Reproduce every line of the material below as a numbered list, skipping blank lines and leaving out the pictures.

DATA TO USE >>
________________

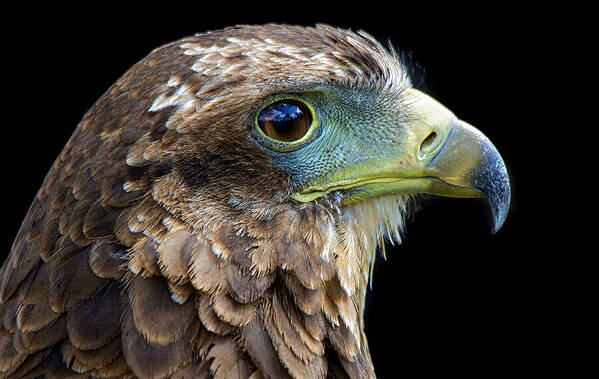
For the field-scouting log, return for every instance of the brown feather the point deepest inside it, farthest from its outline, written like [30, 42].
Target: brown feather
[107, 260]
[175, 254]
[33, 317]
[95, 322]
[31, 342]
[210, 320]
[230, 311]
[150, 361]
[156, 316]
[87, 360]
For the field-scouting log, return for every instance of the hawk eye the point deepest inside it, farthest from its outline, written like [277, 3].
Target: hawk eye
[285, 120]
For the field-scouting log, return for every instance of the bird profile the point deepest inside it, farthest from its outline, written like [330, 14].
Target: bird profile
[217, 212]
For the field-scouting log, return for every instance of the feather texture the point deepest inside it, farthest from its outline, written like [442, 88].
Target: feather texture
[164, 243]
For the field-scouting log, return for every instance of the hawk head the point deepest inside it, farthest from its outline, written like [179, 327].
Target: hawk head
[234, 186]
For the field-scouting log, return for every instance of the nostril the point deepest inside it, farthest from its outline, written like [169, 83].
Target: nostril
[428, 144]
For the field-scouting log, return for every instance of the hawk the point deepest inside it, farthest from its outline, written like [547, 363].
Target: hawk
[217, 212]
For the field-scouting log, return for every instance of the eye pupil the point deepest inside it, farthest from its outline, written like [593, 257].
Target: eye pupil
[285, 120]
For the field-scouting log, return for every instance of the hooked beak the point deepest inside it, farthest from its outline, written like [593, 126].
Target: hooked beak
[442, 156]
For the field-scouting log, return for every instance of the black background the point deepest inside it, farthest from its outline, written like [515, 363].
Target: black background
[453, 299]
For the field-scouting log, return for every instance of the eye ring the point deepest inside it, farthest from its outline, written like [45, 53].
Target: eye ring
[286, 123]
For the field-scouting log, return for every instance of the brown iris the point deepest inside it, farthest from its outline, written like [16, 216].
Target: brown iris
[285, 120]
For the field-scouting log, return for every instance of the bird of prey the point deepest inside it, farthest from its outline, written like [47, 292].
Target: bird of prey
[217, 212]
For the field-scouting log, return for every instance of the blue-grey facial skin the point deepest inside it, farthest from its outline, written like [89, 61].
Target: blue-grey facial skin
[355, 128]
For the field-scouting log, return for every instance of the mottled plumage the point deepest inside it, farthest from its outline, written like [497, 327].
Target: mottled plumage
[164, 241]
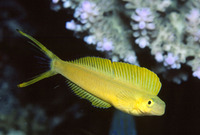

________________

COMPLETE OUTPUT >>
1. For the field-scouting log, return for every instance of the brown feather the point deepest inside it, farthest from its outline, written like [30, 42].
2. Target: brown feather
3. [107, 260]
4. [175, 254]
5. [33, 317]
6. [95, 322]
7. [31, 342]
8. [210, 320]
9. [230, 311]
10. [150, 361]
11. [156, 316]
12. [87, 360]
13. For the field-scouting log, return for every instance of the hawk eye the point deepest inside it, farthest from its outline, written like [277, 3].
14. Target: hawk eye
15. [285, 120]
16. For the field-scouting log, return for every instance of the bird profile the point deepest inside it, farthest from its outline, written like [330, 14].
17. Target: bird profile
18. [217, 212]
19. For the field-scouting log, return for every instance of the feather texture the point deepest inside it, farthest from its outline, written like [442, 88].
20. Target: feather texture
21. [164, 243]
22. For the field-scouting log, return for every instance of the hawk head the point deepest inside it, farthest from its outline, written like [179, 327].
23. Target: hawk head
24. [234, 186]
25. For the field-scouting log, return for every instance of the nostril the point deepest inside it, farthest from its outline, written like [169, 83].
26. Target: nostril
27. [428, 144]
28. For the field-scouting log, return for every instance of the hawk the point deepest inside it, farthest from its outline, written like [547, 363].
29. Target: hawk
30. [217, 212]
31. For the field-scouting log, return for every instance of the eye pupil the point deepest inside it, farthest from its outline, written like [593, 257].
32. Target: eye pupil
33. [285, 120]
34. For the field-scouting log, return for every instance of the hooked beak the point deepest inside it, farthest from its outline, written like [593, 126].
35. Target: hooked beak
36. [442, 156]
37. For the field-scouting log, return for every instance of the black background the point deepest inside it, farthest from its outline, written like [515, 363].
38. Target: black background
39. [453, 299]
40. For the field-scouting log, return for every instance of the eye ring the point deepest inside it, farthest from its outline, written like [45, 53].
41. Target: eye ring
42. [286, 123]
43. For the field-scouting log, return for every instance of the brown iris the point deepest inside it, farthest from its outline, written like [16, 216].
44. Target: brown iris
45. [285, 120]
46. For the field-scouting log, return for every instance of the bird of prey the point deepest inside it, farthest from its outline, written like [47, 292].
47. Target: bird of prey
48. [217, 212]
49. For the field-scouting log, return for every instance of the blue-grey facial skin the point deepest inside it, farthest from its outline, written like [89, 61].
50. Target: blue-grey facial skin
51. [355, 128]
52. For the field-scouting log, return for every instance of the mottled plumage the point deepest inside it, farthest from its outline, written like [497, 327].
53. Target: mottled plumage
54. [164, 241]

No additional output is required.